PROBLEM STATEMENT |
Please pull out every row below that contains the word "topped", copying each one in full.

Rows taken from a pointing dataset

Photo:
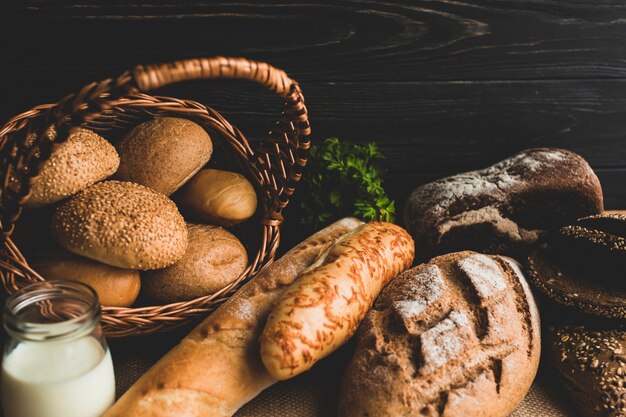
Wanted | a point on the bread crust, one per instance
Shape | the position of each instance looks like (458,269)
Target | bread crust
(456,337)
(323,308)
(217,367)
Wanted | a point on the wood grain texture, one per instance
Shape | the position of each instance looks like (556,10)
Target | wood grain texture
(444,86)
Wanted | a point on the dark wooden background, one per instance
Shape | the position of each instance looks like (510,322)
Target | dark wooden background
(443,86)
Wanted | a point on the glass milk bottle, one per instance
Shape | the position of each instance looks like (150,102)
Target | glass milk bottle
(56,361)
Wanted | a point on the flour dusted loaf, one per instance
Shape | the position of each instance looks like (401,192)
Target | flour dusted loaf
(217,368)
(504,208)
(456,337)
(163,153)
(121,224)
(82,160)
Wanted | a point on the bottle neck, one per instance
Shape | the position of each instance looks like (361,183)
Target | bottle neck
(51,311)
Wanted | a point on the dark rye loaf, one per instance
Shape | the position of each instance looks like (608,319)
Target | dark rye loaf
(504,208)
(457,337)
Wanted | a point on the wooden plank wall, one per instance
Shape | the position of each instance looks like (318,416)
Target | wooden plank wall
(443,86)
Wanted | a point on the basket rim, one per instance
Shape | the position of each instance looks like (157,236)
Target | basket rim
(274,164)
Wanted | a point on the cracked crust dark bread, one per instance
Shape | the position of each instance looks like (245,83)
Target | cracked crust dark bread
(584,266)
(456,337)
(591,363)
(503,208)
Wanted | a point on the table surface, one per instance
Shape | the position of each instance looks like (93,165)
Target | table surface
(315,393)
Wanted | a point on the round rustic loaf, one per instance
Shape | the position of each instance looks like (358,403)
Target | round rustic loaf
(214,258)
(116,287)
(504,208)
(456,337)
(218,197)
(82,160)
(163,153)
(121,224)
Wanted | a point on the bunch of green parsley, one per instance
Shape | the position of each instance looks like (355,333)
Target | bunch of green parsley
(343,179)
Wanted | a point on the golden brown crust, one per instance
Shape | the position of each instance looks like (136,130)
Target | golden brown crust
(217,367)
(445,339)
(218,197)
(214,258)
(323,308)
(116,287)
(121,224)
(163,153)
(82,160)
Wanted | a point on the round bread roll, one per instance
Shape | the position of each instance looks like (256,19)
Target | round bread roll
(218,197)
(115,287)
(121,224)
(163,153)
(214,258)
(82,160)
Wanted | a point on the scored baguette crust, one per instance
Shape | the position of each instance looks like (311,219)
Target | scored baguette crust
(217,368)
(323,309)
(456,337)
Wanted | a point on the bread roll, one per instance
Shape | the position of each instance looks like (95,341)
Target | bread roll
(214,258)
(163,153)
(116,287)
(505,208)
(456,337)
(217,368)
(218,197)
(322,309)
(121,224)
(82,160)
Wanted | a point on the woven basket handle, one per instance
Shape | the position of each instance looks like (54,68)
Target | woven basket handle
(294,116)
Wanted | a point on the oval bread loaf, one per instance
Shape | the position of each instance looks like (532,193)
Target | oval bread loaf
(116,287)
(218,197)
(121,224)
(457,337)
(217,368)
(323,308)
(82,160)
(163,153)
(214,258)
(504,208)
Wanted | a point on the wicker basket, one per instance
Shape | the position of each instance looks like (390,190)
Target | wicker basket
(113,106)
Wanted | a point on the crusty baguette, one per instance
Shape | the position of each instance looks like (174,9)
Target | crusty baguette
(323,308)
(217,368)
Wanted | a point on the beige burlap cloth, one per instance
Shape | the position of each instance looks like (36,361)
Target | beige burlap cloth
(313,394)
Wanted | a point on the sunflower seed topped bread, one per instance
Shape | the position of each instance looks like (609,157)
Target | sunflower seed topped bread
(121,224)
(82,160)
(163,153)
(503,208)
(591,363)
(584,266)
(322,310)
(217,368)
(456,337)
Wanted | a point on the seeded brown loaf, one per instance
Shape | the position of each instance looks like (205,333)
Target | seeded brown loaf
(163,153)
(323,308)
(457,337)
(217,368)
(591,363)
(116,287)
(504,208)
(82,160)
(121,224)
(214,258)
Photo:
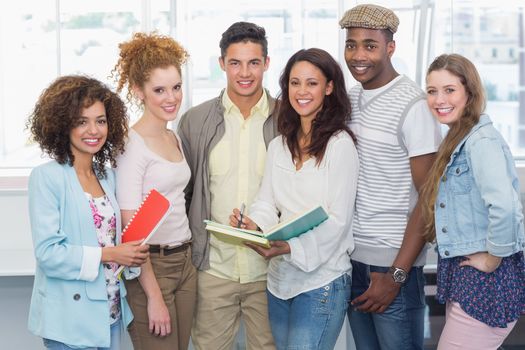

ANSWER BELOW |
Wanted | a point on the sunflower seed topped bread, one per instance
Target | sunflower seed topped bread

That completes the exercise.